Transcreva das entradas abaixo, sem qualquer alteração, todas as linhas desde a que contém "porch column carries" até a que contém "column 1190, row 305", incluindo ambas.

····················

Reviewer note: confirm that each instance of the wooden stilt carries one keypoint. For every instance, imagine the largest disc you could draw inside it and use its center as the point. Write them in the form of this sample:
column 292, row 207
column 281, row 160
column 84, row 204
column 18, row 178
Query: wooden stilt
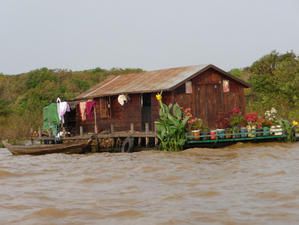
column 95, row 120
column 156, row 138
column 146, row 132
column 111, row 128
column 81, row 131
column 132, row 127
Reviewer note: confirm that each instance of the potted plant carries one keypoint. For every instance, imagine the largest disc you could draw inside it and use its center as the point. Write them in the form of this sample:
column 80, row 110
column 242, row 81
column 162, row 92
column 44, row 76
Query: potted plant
column 228, row 133
column 259, row 127
column 220, row 133
column 243, row 131
column 251, row 119
column 236, row 132
column 205, row 133
column 266, row 124
column 195, row 128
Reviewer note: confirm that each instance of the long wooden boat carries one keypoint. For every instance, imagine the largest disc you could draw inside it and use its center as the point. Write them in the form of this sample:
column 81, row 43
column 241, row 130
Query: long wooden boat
column 69, row 148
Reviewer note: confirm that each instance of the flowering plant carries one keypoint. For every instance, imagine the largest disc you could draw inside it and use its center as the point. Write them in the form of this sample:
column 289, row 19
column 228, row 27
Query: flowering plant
column 236, row 117
column 251, row 118
column 271, row 114
column 266, row 123
column 193, row 122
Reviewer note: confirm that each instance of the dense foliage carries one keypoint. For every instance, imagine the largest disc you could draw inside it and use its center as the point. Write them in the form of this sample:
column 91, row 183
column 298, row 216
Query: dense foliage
column 275, row 83
column 274, row 79
column 22, row 97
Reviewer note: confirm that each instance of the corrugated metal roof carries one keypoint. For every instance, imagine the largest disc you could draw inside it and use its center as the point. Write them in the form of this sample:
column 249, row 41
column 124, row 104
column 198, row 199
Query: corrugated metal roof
column 144, row 82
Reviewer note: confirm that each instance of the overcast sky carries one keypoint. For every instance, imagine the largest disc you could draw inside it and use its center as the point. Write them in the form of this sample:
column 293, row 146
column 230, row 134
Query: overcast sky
column 153, row 34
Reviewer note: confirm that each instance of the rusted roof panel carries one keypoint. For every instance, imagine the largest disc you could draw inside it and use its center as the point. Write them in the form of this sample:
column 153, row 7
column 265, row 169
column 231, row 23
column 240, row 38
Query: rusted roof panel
column 149, row 81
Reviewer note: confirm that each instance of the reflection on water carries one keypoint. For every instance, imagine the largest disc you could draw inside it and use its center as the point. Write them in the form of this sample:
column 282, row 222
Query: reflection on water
column 241, row 184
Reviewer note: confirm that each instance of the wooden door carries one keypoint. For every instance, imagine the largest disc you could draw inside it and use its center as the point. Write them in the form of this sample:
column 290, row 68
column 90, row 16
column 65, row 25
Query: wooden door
column 208, row 105
column 146, row 111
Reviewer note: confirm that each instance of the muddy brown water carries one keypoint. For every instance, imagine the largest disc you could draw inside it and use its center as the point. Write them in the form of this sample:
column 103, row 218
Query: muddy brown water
column 241, row 184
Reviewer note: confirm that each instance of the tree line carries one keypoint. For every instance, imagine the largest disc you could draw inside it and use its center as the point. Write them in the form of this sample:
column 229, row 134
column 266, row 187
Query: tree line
column 274, row 80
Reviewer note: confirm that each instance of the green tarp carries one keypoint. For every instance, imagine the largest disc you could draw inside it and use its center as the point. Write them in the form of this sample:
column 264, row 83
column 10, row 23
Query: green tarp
column 51, row 119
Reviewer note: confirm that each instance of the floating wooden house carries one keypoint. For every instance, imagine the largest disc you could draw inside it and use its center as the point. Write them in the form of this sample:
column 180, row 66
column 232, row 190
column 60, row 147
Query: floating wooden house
column 209, row 91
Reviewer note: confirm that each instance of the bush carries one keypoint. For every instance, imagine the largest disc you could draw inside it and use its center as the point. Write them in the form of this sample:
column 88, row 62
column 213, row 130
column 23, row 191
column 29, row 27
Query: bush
column 171, row 127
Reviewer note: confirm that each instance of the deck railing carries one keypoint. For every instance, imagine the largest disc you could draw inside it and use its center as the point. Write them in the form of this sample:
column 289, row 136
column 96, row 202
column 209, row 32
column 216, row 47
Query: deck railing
column 218, row 137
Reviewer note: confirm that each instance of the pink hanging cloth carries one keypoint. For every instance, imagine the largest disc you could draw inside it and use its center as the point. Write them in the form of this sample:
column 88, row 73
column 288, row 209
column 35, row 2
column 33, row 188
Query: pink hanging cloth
column 82, row 107
column 89, row 109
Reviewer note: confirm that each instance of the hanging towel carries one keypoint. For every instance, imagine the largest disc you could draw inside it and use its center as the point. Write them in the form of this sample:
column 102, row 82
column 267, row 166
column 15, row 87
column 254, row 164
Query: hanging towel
column 82, row 107
column 89, row 109
column 50, row 118
column 62, row 108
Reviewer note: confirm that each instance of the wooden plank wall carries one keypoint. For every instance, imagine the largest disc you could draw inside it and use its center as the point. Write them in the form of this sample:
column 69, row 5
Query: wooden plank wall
column 207, row 101
column 210, row 102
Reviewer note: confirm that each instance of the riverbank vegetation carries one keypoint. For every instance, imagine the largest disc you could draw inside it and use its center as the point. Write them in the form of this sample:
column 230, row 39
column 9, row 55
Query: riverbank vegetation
column 23, row 96
column 274, row 79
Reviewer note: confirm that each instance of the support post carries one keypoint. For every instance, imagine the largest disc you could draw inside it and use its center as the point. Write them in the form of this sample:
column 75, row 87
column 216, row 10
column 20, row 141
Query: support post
column 156, row 137
column 111, row 128
column 81, row 131
column 39, row 132
column 146, row 132
column 132, row 127
column 95, row 120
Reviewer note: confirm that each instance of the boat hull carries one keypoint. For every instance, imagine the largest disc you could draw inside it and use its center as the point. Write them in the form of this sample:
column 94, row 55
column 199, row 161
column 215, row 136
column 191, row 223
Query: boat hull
column 69, row 148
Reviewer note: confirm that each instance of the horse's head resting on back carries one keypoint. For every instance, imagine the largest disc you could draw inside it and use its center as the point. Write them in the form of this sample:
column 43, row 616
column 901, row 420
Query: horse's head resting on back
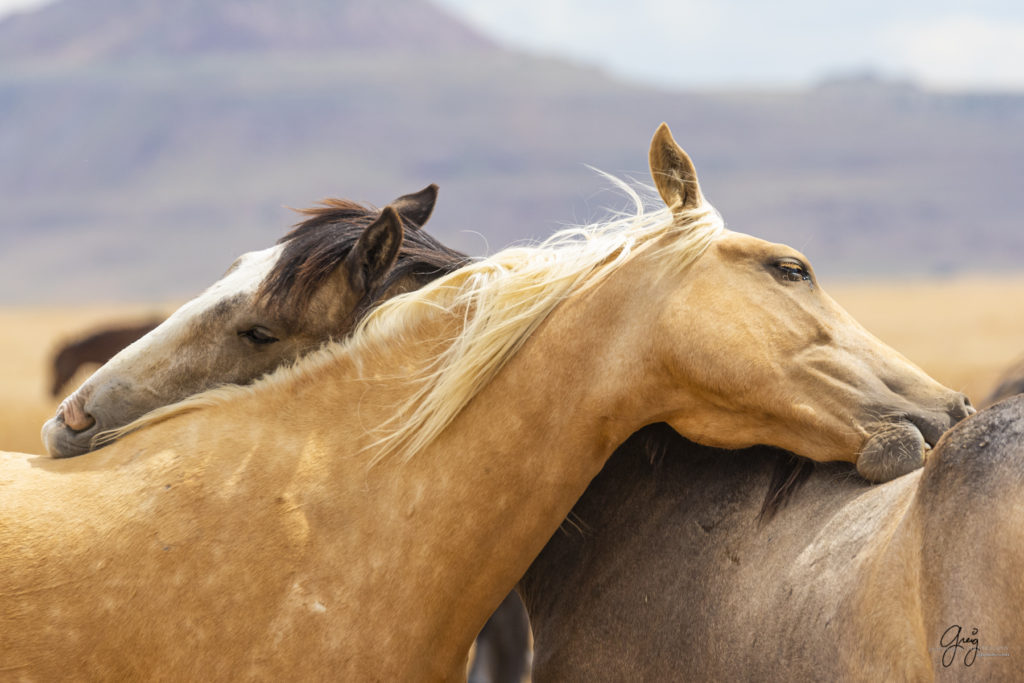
column 268, row 308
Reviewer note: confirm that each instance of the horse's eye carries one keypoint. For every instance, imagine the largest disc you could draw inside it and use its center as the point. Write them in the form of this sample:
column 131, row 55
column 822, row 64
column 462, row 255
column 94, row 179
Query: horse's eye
column 793, row 271
column 258, row 335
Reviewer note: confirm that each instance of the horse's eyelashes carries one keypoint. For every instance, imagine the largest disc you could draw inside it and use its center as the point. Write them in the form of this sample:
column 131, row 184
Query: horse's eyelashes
column 258, row 335
column 793, row 271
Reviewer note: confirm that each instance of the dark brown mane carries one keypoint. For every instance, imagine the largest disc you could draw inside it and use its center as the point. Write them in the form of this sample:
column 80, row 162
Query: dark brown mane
column 790, row 474
column 315, row 247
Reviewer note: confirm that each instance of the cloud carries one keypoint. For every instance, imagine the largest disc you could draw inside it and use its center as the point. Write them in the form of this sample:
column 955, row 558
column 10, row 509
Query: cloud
column 10, row 6
column 960, row 51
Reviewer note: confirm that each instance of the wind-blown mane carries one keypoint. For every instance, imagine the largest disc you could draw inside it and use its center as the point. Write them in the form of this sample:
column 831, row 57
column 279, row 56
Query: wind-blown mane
column 503, row 299
column 495, row 303
column 314, row 248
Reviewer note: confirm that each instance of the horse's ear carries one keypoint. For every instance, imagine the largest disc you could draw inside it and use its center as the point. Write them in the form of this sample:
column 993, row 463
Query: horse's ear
column 375, row 252
column 416, row 208
column 673, row 171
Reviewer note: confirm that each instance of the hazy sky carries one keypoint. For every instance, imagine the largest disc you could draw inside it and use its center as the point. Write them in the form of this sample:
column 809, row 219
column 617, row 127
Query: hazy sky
column 950, row 44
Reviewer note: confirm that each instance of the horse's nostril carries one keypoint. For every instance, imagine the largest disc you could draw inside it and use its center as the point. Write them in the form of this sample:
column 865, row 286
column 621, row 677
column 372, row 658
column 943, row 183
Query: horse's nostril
column 74, row 414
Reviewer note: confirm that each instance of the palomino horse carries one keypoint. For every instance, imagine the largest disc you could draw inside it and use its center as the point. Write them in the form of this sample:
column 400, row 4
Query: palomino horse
column 379, row 262
column 677, row 577
column 364, row 511
column 97, row 347
column 270, row 307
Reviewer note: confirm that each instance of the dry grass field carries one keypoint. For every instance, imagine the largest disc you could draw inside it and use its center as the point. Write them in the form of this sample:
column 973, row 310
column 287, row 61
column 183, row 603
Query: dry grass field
column 964, row 332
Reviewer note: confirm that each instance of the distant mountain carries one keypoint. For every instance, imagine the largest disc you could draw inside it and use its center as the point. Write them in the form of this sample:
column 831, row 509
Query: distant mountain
column 84, row 31
column 144, row 144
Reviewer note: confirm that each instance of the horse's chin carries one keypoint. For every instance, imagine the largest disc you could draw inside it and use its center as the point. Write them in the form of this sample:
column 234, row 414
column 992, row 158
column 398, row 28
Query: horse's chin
column 62, row 441
column 892, row 451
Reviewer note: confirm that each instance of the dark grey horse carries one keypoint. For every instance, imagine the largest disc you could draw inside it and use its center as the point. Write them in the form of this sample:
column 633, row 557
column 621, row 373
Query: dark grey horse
column 680, row 571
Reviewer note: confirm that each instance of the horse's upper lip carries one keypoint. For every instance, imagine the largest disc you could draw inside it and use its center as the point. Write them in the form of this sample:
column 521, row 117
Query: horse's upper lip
column 62, row 441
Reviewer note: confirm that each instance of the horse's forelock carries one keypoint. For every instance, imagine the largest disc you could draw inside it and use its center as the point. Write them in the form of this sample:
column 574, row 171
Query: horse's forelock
column 315, row 247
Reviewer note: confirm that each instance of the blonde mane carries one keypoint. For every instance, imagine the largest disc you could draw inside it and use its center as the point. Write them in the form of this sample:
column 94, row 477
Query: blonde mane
column 496, row 303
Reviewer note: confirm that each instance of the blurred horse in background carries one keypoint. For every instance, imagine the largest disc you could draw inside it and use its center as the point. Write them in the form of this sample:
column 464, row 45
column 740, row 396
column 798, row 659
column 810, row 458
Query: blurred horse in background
column 1009, row 384
column 96, row 347
column 366, row 510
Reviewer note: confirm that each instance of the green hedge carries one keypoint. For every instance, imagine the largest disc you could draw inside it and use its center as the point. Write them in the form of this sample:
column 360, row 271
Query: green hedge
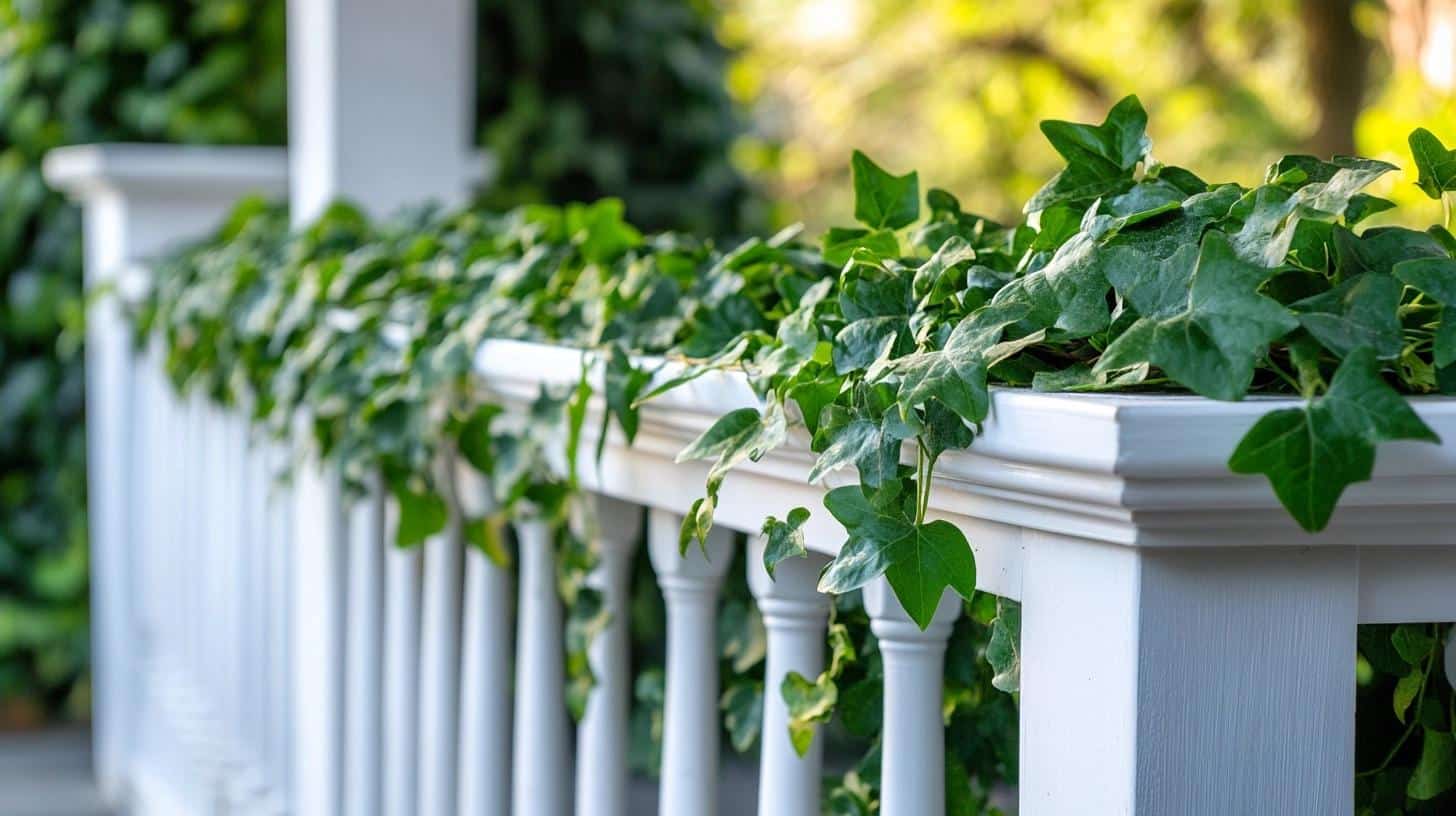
column 577, row 99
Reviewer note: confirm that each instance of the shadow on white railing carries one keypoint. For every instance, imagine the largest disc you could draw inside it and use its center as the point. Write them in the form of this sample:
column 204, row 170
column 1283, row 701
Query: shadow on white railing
column 1184, row 646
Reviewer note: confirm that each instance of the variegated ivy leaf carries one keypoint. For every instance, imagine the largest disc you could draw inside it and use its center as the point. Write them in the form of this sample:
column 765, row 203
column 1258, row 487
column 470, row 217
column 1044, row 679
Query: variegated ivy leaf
column 784, row 539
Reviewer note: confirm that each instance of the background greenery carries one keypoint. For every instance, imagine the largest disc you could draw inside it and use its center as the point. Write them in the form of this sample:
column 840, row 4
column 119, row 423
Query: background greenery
column 578, row 99
column 955, row 88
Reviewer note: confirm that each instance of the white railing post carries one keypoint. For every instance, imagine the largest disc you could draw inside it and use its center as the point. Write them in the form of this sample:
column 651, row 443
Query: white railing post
column 912, row 748
column 133, row 206
column 602, row 738
column 380, row 111
column 401, row 783
column 1187, row 681
column 440, row 660
column 363, row 707
column 485, row 669
column 795, row 617
column 539, row 759
column 690, row 733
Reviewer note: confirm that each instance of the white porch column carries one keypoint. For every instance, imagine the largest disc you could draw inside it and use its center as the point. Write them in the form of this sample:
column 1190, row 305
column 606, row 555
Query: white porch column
column 363, row 707
column 602, row 738
column 485, row 673
column 380, row 108
column 912, row 749
column 539, row 759
column 380, row 102
column 136, row 200
column 690, row 714
column 1187, row 681
column 795, row 617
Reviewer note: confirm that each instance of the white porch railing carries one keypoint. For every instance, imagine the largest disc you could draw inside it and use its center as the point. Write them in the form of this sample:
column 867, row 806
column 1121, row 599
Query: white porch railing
column 1185, row 649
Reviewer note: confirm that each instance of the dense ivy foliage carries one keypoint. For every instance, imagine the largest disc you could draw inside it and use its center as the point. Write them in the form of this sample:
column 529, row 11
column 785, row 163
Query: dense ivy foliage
column 88, row 70
column 575, row 101
column 883, row 341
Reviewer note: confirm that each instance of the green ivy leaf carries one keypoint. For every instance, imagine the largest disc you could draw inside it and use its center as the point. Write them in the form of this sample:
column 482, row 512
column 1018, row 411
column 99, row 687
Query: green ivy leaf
column 872, row 531
column 1436, row 277
column 923, row 564
column 1003, row 647
column 784, row 539
column 808, row 705
column 1100, row 158
column 1210, row 337
column 1405, row 691
column 741, row 704
column 883, row 200
column 1314, row 452
column 1359, row 312
column 1434, row 163
column 421, row 513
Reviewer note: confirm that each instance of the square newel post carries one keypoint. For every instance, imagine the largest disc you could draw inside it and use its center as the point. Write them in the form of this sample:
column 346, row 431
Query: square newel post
column 137, row 200
column 380, row 112
column 1197, row 681
column 1185, row 647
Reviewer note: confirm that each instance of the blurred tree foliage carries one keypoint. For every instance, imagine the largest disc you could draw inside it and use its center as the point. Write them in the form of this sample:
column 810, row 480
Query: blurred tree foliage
column 588, row 98
column 577, row 99
column 955, row 88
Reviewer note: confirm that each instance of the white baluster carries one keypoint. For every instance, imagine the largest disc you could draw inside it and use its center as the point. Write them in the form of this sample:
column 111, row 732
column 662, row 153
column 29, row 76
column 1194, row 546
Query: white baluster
column 912, row 748
column 602, row 738
column 319, row 577
column 401, row 671
column 363, row 681
column 280, row 624
column 440, row 665
column 485, row 681
column 539, row 748
column 795, row 617
column 690, row 714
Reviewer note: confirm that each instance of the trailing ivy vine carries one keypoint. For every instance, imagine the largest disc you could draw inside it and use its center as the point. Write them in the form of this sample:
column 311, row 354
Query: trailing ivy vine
column 883, row 341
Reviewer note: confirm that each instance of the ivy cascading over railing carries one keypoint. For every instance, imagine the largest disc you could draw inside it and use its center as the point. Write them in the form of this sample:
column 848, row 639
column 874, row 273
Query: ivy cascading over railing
column 1129, row 274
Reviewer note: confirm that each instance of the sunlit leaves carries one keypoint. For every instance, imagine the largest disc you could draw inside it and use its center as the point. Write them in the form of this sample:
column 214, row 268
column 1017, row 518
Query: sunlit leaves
column 1100, row 158
column 1209, row 335
column 883, row 200
column 1434, row 163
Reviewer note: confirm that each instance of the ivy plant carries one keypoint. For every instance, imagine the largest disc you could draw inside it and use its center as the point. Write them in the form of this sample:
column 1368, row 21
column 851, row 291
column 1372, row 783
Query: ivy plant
column 881, row 341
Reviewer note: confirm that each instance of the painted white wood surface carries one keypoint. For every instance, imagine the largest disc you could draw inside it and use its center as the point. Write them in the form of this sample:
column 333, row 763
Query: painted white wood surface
column 485, row 675
column 440, row 666
column 402, row 579
column 370, row 117
column 539, row 754
column 795, row 617
column 363, row 708
column 602, row 736
column 1113, row 518
column 136, row 201
column 912, row 742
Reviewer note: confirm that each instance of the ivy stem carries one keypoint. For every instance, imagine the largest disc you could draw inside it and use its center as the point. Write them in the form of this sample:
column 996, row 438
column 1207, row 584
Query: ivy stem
column 922, row 478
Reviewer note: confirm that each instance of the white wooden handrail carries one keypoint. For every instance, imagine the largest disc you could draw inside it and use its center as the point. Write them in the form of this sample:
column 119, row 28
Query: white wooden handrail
column 1183, row 643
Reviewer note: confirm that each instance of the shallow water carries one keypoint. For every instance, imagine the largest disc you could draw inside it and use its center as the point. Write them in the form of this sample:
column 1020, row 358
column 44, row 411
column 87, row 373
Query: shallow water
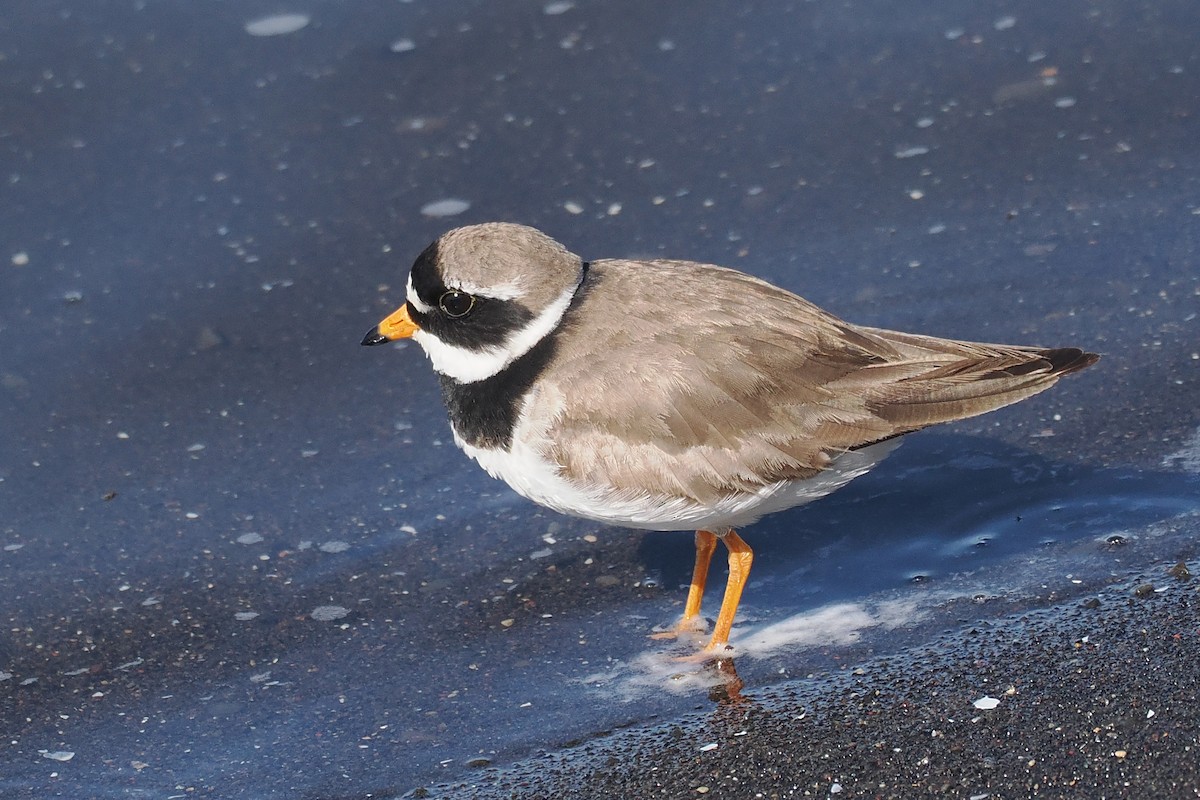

····················

◆ **Resultado da tarefa**
Reviewer note: confirm that each instance of the white porch column carries one keypoint. For every instance, imagine the largest disc you could draw inside it and use its center as the point. Write them in the form of this sample:
column 1190, row 305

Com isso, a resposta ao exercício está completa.